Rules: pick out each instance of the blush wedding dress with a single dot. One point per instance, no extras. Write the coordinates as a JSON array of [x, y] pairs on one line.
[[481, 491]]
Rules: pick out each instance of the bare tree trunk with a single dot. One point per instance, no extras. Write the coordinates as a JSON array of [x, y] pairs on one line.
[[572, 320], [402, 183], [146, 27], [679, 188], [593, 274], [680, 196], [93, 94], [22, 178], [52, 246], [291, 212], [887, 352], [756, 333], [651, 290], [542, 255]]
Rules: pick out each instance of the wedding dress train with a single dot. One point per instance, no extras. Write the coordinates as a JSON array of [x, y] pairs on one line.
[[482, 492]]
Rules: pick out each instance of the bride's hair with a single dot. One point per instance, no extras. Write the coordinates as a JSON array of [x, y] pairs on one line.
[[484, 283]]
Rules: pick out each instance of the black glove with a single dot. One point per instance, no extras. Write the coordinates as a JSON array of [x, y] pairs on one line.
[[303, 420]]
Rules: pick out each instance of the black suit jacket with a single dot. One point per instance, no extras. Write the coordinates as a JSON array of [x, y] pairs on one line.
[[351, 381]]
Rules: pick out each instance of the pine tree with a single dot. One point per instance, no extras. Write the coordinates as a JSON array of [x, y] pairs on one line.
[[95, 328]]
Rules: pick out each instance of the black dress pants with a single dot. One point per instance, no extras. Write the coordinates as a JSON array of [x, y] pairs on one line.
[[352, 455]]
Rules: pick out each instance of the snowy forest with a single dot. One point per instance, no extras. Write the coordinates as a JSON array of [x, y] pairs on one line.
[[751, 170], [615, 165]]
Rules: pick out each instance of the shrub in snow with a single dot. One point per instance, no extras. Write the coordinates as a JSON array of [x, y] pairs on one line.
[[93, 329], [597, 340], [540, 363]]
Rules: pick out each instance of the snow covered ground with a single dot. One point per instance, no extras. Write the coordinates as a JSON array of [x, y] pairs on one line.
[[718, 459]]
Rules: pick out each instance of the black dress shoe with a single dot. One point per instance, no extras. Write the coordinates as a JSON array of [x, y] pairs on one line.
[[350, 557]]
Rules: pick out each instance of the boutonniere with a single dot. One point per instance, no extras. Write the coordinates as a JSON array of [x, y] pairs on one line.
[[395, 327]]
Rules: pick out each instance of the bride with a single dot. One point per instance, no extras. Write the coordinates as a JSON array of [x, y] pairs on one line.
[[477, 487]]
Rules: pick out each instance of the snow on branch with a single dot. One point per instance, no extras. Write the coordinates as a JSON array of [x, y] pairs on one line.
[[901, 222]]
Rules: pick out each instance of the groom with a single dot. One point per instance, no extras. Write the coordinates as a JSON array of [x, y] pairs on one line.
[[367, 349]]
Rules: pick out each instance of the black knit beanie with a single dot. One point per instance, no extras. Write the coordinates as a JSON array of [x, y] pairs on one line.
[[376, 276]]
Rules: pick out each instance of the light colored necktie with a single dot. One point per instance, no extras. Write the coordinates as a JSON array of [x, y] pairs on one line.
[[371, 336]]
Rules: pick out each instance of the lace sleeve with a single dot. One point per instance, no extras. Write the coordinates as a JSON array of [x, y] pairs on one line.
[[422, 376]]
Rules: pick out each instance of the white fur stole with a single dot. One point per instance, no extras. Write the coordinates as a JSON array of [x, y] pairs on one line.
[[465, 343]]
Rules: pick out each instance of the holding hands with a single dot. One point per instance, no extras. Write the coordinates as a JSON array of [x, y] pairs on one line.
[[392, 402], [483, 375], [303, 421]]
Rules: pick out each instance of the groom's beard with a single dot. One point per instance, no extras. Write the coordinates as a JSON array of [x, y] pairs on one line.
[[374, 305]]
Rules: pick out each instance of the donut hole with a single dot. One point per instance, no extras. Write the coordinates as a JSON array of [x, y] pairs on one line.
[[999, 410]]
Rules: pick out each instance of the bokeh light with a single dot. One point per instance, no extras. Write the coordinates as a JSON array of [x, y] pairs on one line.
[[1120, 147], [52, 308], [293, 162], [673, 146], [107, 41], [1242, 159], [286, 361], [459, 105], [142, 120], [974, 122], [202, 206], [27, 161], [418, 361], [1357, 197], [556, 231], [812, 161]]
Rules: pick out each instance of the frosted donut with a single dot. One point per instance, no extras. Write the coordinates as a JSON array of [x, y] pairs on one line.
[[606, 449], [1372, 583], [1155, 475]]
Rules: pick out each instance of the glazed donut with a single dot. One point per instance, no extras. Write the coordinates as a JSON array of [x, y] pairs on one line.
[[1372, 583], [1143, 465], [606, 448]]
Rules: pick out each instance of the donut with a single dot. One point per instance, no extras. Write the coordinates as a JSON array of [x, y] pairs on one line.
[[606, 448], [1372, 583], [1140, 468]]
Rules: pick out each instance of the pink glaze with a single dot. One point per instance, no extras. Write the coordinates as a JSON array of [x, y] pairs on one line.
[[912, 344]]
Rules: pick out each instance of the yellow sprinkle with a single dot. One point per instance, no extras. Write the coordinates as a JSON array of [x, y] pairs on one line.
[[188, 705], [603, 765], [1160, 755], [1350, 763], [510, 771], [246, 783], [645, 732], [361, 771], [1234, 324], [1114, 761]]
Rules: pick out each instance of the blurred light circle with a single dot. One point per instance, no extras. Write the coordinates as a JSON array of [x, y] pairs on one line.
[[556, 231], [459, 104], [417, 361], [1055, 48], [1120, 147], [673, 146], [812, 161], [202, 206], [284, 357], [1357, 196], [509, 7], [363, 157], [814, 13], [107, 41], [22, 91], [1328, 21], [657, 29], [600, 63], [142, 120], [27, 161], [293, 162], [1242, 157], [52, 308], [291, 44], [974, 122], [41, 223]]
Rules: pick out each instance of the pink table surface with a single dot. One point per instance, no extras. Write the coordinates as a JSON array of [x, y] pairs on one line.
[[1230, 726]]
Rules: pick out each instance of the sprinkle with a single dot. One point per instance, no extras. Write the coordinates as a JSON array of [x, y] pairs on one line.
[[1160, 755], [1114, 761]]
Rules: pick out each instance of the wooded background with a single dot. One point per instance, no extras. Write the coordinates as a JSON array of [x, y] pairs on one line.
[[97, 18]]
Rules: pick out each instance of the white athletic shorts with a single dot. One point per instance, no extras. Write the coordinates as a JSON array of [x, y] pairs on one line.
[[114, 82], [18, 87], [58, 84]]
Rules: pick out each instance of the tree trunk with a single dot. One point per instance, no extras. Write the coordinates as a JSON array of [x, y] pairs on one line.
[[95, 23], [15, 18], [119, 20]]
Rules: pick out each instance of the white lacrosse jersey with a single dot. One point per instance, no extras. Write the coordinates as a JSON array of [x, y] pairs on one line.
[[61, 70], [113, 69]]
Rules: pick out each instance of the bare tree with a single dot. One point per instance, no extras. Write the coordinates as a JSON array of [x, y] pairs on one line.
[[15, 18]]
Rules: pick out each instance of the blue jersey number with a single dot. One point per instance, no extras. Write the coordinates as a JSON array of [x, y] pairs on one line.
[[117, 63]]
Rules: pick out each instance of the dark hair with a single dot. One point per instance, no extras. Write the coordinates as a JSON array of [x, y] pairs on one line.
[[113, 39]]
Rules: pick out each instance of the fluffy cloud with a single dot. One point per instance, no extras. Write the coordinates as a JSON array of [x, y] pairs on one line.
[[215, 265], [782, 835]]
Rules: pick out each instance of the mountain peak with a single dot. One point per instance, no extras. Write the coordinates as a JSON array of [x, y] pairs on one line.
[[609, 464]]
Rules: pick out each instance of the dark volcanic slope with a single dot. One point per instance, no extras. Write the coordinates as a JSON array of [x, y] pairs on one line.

## [To be done]
Please return every line of the listing above, word for word and in the same order.

## [The response]
Rules: pick out each instance of the blush wedding dress with a single dot. One point per instance, no extras. Write the coordinates as a JSON array of [x, y] pairs on one line.
[[481, 491]]
Rules: pick out each instance of the bare tree trunk with a single dot. One point per instance, no extras. Write the coordinates as a JSON array of [x, y] pairs on one line.
[[572, 320], [402, 183], [146, 27], [679, 188], [593, 274], [680, 196], [93, 94], [22, 178], [52, 246], [291, 212], [887, 352], [756, 333], [651, 290], [542, 255]]
Rules: pick out each instance of the wedding dress train with a single dot. One point per instance, no extras. Write the coordinates as a JSON array of [x, y] pairs on one line.
[[482, 492]]
Rules: pick out each instance of the bride's hair with a single dot. One point per instance, no extras. Write the coordinates as a JSON array of [x, y] pairs on one line.
[[484, 283]]
Rules: pick out each instance of the black glove with a single dot. One point per instance, no extras. Write the coordinates as a JSON array of [x, y] pairs on one line.
[[303, 420]]
Rules: pick out each instance of the black suit jacket with a single dot. One point per instance, no extras. Write the coordinates as a JSON array of [x, y] pairs on one line.
[[351, 381]]
Rules: pick out each instance of the pine tree with a single dot. One point per instance, no extras. Write the coordinates as a JSON array of [x, y] pairs on one line.
[[95, 328]]
Rules: pick out each instance of the black dress pants with a single dot. One point per instance, no extras. Write the coordinates as a JSON array of [x, y] pairs on one line.
[[352, 455]]
Rules: pick out each instance of the snowy forest with a single dot. One point per instance, no extras. Write the coordinates as a JSON array of [x, y] pairs on one line.
[[751, 170], [615, 165]]
Rules: pick out each instance of the shrub in snow with a single dot. One point per instance, no extras. Write the coordinates as a JSON array of [x, y] pairs on one line.
[[93, 329], [597, 340], [540, 363]]
Rules: pick out each instance of the snow covered ground with a single dot. One point per instance, no extras. Write the coordinates as a JSON array of [x, y] pairs on one line.
[[718, 459]]
Rules: pick out each instance of the black dress shoe with a single dot. One point per instance, no extras. Write the coordinates as a JSON array of [x, y] pairs on one line.
[[350, 557]]
Rules: pick out each instance of the boutonniere with a single dot. One point per instance, no extras. Write the coordinates as a JSON array of [x, y] pairs on one line.
[[395, 327]]
Rules: pick out each instance of the bride with a single dot. One point per instance, no extras. Write the coordinates as a JSON array of [x, y] pairs on one line.
[[477, 487]]
Rules: pick out each instance of the snow on branch with a single dot. One point per instance, no extras. Write the coordinates as a JSON array of [x, y] pairs on one line.
[[901, 222]]
Rules: pick out each instance of the groom with a single dot. One point per instance, no extras. Write the coordinates as a JSON array of [x, y] pairs on one line.
[[367, 349]]
Rules: pick out each instance of the black knit beanie with a single dot. One point per instance, no extras. Write the coordinates as a JSON array of [x, y] pairs on one line.
[[376, 276]]
Rules: pick out each instance of the light colored necktie with a single dot. One point per instance, no extras. Write the coordinates as a JSON array of [x, y] pairs on one line.
[[371, 336]]
Rules: pick out each instance of the lace sleeve with a single dot. One point per instance, no extras. Write the coordinates as a JSON array of [x, y] pairs on one line.
[[422, 376]]
Rules: pick out each instance of the white fur stole with a single dot. One point per instance, no extras. Write the coordinates as a JSON array of [x, y] pairs on one line.
[[465, 343]]
Rules: pick out each instance of the holding hands with a single dot. One point per instance, no extras. Write the coordinates as a JSON array of [x, y] pairs on one line.
[[392, 402], [483, 375], [303, 421]]
Rules: pick out each instance of the groom's beard with a single dot. One point per instance, no extras. Write the coordinates as a JSON array of [x, y] pairs on one line.
[[374, 305]]
Rules: pick out each instance of the donut hole with a single dot. One point per instance, no extras. Write the coordinates as a JSON array of [x, y] pairs on one line.
[[999, 410]]
Rules: pick out each instance of the bokeh light with a single dot. One point per instance, no extras. Write the coordinates as a JSON array of [x, y] pairs on one line.
[[1120, 147], [52, 308], [293, 162], [673, 146], [107, 41], [1242, 159], [286, 361], [459, 105], [142, 120], [974, 122], [202, 206], [27, 161], [418, 361], [1357, 197], [556, 231], [812, 161]]
Rules: pick out each instance of the frosted donut with a single dot. One point per instance, no extras. Write the coordinates as a JSON array of [x, y] pairs on one line.
[[606, 449], [1372, 583], [1155, 475]]
Rules: pick out each instance of the glazed donut with a single dot. One point per instance, no extras. Write the coordinates as a JSON array of [x, y] pairs on one line.
[[1372, 583], [1143, 465], [606, 448]]
Rules: pick out each instance of the donut with a single dot. One point per instance, no extras. Write the coordinates as a JSON array of [x, y] pairs on one line.
[[606, 448], [1372, 583], [1140, 468]]
Rules: pick out each instance of the pink glaze with a single dot. One point per instance, no extras. Write the coordinates as a JSON array of [x, y] pairs on one line.
[[912, 344]]
Rules: pick out each instance of the yellow sprinkle with a single dot. One point per instance, no extras. Write the coordinates as a JSON array of [x, y] pairs on one line.
[[188, 705], [603, 765], [1160, 755], [1350, 763], [510, 771], [246, 783], [645, 732], [361, 771], [1234, 324], [1114, 761]]
Rules: pick out each instance of the blurred light circle with a single dot. One point per instance, no extras. Write the coordinates as a JSON array of [x, y] pairs on one line.
[[556, 231], [459, 104], [417, 361], [1055, 48], [1120, 147], [673, 146], [812, 161], [202, 206], [284, 357], [1357, 196], [509, 7], [363, 157], [814, 13], [107, 41], [22, 91], [1328, 21], [657, 29], [600, 63], [142, 120], [27, 161], [293, 162], [1242, 157], [52, 308], [291, 44], [974, 122], [41, 223]]
Rules: pick out each instance of the pink table surface with a single dot. One point per instance, no extras. Write the coordinates as a JSON array of [x, y] pairs on one line.
[[1230, 726]]
Rules: pick out each instance of the sprinkle with a single dot. One point per instance, no extras. Write the coordinates as a JSON array of [x, y] pairs on one line.
[[1160, 755], [1114, 761]]
Rules: pick out each instance of the wooded background with a single dot. One point per instance, no extras. Write the coordinates as a JSON array of [x, y] pairs on one line.
[[97, 18]]
Rules: pick out each instance of the white athletic shorts with a single dot. One point per instance, no extras. Write the coordinates as a JSON array of [x, y] pairs on one line.
[[114, 82], [18, 87], [58, 84]]
Rules: pick out each instance of the tree trunk with a single dot. One point per instance, no extras. Write the coordinates as a JSON array of [x, y] pairs on one line.
[[95, 23], [15, 18], [119, 20]]
Rules: pick out each instance of the white lacrosse jersey with a single dot. One point per instance, no extras. Write the coordinates as a JSON array of [x, y] pairs on one line.
[[61, 70], [113, 69]]
Rules: pick out each instance of the bare tree with a single dot. One point per instance, no extras. Write the coordinates as a JSON array of [x, y] pairs on one line.
[[15, 18]]
Rules: pick out each instance of the blue jersey number with a single dot. One point per instance, no extras. Write the coordinates as a JSON array of [x, y] pairs on one line.
[[117, 63]]
Rules: pick out each instance of the dark hair with a single dot. One point per instance, no extras. Write the coordinates as a JSON array of [x, y] pairs on one line.
[[113, 39]]
Rules: pick out each instance of the fluffy cloud with a single dot. One point per instance, no extras. Write the coordinates as a JSON array of [x, y] pairs on one line.
[[215, 265], [782, 835]]
Rules: pick out each instance of the mountain peak with a single dot. One point per instance, no extras. Write the coordinates as a JSON array of [x, y] pairs on one line.
[[609, 464]]
Rules: pick out each instance of the dark volcanic slope with a single dot. One point per instance, no extras. Write the coordinates as a JSON array of [x, y] pairs on one line.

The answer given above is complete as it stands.